**Stated task**: Lay out all of the following records as a two-column CSV with one row per record. Use the headers "record_text" and "answer", put each value in a single quoted field, and replace any line breaks with spaces.

::::::::::

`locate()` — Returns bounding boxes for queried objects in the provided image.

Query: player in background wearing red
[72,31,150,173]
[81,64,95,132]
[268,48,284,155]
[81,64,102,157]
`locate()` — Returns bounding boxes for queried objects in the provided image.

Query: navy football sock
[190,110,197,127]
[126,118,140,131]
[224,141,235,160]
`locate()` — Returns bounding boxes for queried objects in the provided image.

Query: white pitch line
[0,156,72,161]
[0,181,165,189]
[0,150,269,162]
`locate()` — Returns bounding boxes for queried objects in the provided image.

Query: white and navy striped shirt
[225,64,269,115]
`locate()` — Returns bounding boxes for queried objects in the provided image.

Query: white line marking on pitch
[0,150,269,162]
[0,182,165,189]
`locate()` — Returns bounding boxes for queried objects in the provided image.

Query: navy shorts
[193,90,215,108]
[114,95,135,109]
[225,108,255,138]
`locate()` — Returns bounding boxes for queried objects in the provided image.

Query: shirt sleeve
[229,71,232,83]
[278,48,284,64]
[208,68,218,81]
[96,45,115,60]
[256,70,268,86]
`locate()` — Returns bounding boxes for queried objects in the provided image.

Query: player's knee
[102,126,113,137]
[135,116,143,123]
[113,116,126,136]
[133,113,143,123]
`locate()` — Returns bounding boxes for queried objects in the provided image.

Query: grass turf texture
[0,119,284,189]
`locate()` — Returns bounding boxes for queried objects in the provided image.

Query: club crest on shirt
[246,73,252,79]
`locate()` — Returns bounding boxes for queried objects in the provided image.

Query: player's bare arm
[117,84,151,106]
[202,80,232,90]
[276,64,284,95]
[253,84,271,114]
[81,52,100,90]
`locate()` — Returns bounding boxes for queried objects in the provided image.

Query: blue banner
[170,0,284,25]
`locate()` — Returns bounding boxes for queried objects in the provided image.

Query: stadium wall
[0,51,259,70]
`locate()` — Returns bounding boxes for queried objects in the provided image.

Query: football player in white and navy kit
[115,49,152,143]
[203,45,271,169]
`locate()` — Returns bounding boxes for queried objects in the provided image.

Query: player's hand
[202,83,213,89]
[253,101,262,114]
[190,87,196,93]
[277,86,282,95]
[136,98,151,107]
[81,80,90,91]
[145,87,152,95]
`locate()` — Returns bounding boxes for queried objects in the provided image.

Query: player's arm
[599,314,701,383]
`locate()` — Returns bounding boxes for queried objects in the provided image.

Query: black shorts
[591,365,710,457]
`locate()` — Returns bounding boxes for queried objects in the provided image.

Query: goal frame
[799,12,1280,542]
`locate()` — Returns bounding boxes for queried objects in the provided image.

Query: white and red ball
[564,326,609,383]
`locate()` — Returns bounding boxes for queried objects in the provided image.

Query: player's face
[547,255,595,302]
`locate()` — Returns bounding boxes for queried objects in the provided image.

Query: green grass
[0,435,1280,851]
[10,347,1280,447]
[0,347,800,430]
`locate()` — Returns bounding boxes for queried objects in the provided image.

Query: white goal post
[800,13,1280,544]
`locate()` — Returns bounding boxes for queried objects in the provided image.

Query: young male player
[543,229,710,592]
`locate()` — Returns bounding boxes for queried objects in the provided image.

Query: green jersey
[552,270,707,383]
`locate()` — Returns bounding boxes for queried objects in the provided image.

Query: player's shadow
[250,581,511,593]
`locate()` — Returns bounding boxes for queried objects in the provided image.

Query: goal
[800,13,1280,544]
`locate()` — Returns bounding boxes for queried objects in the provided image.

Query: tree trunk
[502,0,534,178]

::::::::::

**Written solution**:
record_text,answer
"`locate()` — Returns bounding boxes for queried objects in the provided image. Query: player in background wearing red","[72,31,150,173] [81,64,95,132] [268,48,284,155] [81,64,102,157]"
"`locate()` — Returns bounding boxes for queried objects in the provided image. Query: navy football sock","[190,110,197,127] [126,118,140,131] [224,141,235,160]"
"`locate()` — Returns bounding boxes for queried objects in the provided image. Query: white pitch line","[0,156,72,161] [0,181,165,189] [0,150,269,162]"
"`locate()` — Returns bounding boxes for queried objects in the provided image. Query: white and navy striped shirt","[225,64,269,115]"
"`locate()` — Returns bounding boxes for queried objects in the provided image. Query: white line marking on pitch","[0,150,269,162] [0,182,165,189]"
"`locate()` — Returns bounding boxes for queried objects in the provided image. Query: navy shorts","[193,90,215,108] [114,95,135,109] [225,108,255,138]"
"`locate()` — Returns bounding boxes for queried objects in the provided image. Query: shirt sleeve","[229,71,232,83] [278,48,284,64] [208,68,218,81] [96,45,115,60] [256,70,268,86]"
"`locate()` — Returns bounding boxes for queried objects in the provided image. Query: player's knee","[102,126,113,137] [135,116,143,123] [113,116,126,136] [133,113,143,123]"
"`locate()` — Returns bounding boxes for queried objects in the provided image. Query: grass turf texture","[0,119,284,189]"
"`locate()` — Returns bounding boxes for queried objects in the provided image. Query: club crest on shirt","[246,73,252,79]"
"`locate()` — Returns bounding boxes for queried objects in the provided image. Query: player's bare arm","[117,84,151,106] [202,80,232,90] [276,64,284,95] [253,84,271,114] [81,52,100,90]"
"`locate()` — Returns bounding boxes for queried objects in the provided image. Query: blue banner","[170,0,284,25]"
"`locate()` — Returns bounding boxes for queried objects in the provided image. Query: stadium wall","[0,51,259,70]"
"`locate()` — Returns bounding boxes for queried objects in the provided image. Query: football player in white and navy kit","[115,49,152,143] [203,45,271,169]"
"`locate()` — Returns bounding boxes for queried objects in the provided image. Query: player's hand","[202,83,213,89] [253,101,262,114] [190,87,196,93] [277,86,282,95] [136,98,151,107] [81,80,90,91] [145,87,152,95]"
"`locate()` — Returns bounding boxes for queried objects in the provided image. Query: player's arm","[599,314,701,383]"
"`locate()` — Returns bounding boxes for queried objects in the provided image. Query: black shorts","[591,365,710,457]"
"`locate()` — Returns bounding boxes for queried objects in the provided image. Query: goal frame","[799,12,1280,542]"
"`locate()` — Returns bounding boxes for queried objects in the provided image. Query: white and red ball","[564,326,609,383]"
"`locate()` — Returns bounding boxes for queried objects in the provided image. Query: player's face","[547,255,595,302]"
"`locate()` — Returns bounding boxes for queried objects in the provided image. Query: green grass","[0,435,1280,851] [10,347,1280,447] [0,347,800,430]"
"`locate()` — Returns bounding boxes for queried objects in the provided image. Query: white goal post","[800,13,1280,544]"
"`locate()` — Returns bounding boxes for queried objects in the provided image. Query: young male player","[543,229,710,592]"
"`locate()` — Returns bounding boxes for queried objects in the provided image. Query: green jersey","[552,270,707,383]"
"`locate()` — Returns bounding boxes for queried objects in the provided image. Query: player's shadow","[250,581,511,593]"
"`locate()` — Returns bounding boxes for queried objects in the provided image. Query: goal","[800,13,1280,544]"
"`locate()` — Returns bounding boxes for queried objects in the provided image. Query: tree trunk","[502,0,534,178]"